- **Assignment**:
All of the data that follows needs to be printed again, exactly as it reads.

Start of Information provided

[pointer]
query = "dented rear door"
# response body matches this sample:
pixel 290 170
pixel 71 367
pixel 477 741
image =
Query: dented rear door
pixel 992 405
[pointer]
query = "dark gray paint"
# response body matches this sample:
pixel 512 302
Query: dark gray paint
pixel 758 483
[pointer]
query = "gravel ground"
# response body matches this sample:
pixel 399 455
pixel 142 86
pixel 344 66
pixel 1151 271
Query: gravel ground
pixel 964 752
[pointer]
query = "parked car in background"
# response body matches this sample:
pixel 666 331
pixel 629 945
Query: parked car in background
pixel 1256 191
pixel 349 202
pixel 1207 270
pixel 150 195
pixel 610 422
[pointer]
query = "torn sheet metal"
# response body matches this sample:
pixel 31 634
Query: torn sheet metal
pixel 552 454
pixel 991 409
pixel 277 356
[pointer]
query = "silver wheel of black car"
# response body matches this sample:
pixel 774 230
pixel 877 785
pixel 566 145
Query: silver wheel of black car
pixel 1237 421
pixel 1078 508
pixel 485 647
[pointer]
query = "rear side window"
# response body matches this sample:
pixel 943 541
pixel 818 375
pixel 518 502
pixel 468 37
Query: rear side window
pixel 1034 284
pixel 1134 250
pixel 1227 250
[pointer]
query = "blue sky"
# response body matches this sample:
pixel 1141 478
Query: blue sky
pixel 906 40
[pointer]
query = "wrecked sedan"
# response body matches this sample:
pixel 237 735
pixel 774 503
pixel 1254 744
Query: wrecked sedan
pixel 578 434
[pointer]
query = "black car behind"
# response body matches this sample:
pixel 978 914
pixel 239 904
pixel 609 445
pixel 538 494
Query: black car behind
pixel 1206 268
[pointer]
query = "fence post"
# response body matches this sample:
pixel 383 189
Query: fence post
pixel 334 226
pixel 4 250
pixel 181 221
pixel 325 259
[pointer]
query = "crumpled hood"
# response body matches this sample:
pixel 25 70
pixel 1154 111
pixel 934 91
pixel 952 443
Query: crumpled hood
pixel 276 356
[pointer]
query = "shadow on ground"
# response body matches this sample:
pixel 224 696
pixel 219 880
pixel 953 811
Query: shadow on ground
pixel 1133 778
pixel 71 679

End of Information provided

- **Written response**:
[pointer]
query = "dented rear door"
# response body matches this sample:
pixel 290 170
pixel 71 367
pixel 477 741
image =
Query: dented rear door
pixel 992 405
[pointer]
query = "dark gray paint"
# response body matches this sample:
pixel 512 302
Query: dark gray paint
pixel 758 483
[pointer]
query = "gravel ground"
# response body matches this sample:
pixel 399 455
pixel 142 86
pixel 344 66
pixel 1151 271
Query: gravel ground
pixel 964 752
[pointer]
query = "parked car in background"
# response body matches this sample:
pixel 666 331
pixel 629 945
Query: parked car in background
pixel 1256 191
pixel 349 202
pixel 1207 270
pixel 150 195
pixel 610 422
[pointer]
query = "torn sheet metal"
# response body matches this sample:
pixel 31 634
Query: torn sheet metal
pixel 552 454
pixel 991 409
pixel 277 356
[pointer]
query = "silver wheel of black car"
# response body matches this sample:
pixel 774 230
pixel 877 785
pixel 566 145
Query: silver wheel of black car
pixel 1237 421
pixel 1078 508
pixel 485 647
[pointer]
query = "rear side window"
# response body matches this sample:
pixel 943 541
pixel 818 375
pixel 518 502
pixel 468 37
Query: rear side window
pixel 1034 284
pixel 1134 250
pixel 1227 250
[pointer]
query = "blue sky"
# response body matches this sample:
pixel 1141 478
Query: blue sky
pixel 906 40
[pointer]
query = "wrecked sedan"
# response body matches this sample:
pixel 237 735
pixel 774 503
pixel 1254 744
Query: wrecked sedan
pixel 578 434
[pointer]
query = "black car behind"
# response body matches this sample:
pixel 978 914
pixel 239 904
pixel 609 445
pixel 538 494
Query: black car behind
pixel 1206 268
[pointer]
query = "fence post"
# response body matches this sample:
pixel 383 189
Query: fence post
pixel 334 226
pixel 4 250
pixel 181 221
pixel 325 259
[pointer]
query = "crumpled hood"
# response body matches this sample:
pixel 25 70
pixel 1154 111
pixel 934 91
pixel 952 443
Query: crumpled hood
pixel 276 356
[pointer]
query = "shadow on ground"
# response body matches this sample:
pixel 224 696
pixel 219 880
pixel 953 811
Query: shadow on ground
pixel 1133 778
pixel 71 679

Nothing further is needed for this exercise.